+++ Data under study
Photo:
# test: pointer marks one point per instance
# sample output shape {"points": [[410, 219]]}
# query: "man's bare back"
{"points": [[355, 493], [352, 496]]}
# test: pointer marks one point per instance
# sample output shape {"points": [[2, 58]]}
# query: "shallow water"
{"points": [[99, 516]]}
++++++
+++ Data under study
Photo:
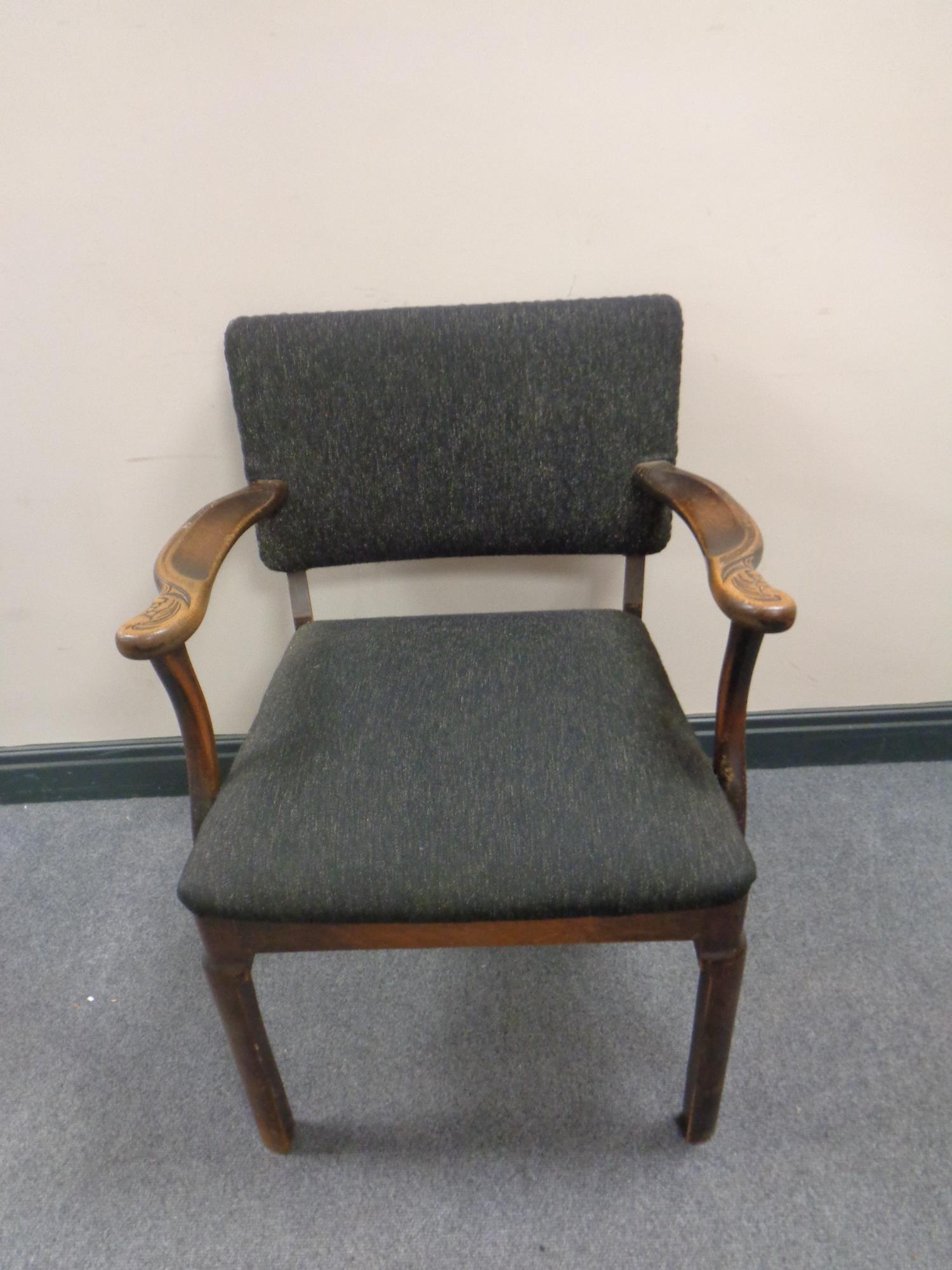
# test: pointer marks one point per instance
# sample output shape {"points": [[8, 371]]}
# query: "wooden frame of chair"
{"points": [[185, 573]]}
++++++
+++ Data under study
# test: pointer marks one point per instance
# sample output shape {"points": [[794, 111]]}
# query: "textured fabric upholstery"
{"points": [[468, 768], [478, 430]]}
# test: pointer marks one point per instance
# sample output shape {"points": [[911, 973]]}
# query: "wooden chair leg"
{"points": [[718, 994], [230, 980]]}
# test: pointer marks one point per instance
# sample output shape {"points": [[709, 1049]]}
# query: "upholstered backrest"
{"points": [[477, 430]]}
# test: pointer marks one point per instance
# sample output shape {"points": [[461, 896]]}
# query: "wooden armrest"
++++++
* **What the task asks**
Once you have counted the lines of the material that include "output", give only that number.

* **Result below**
7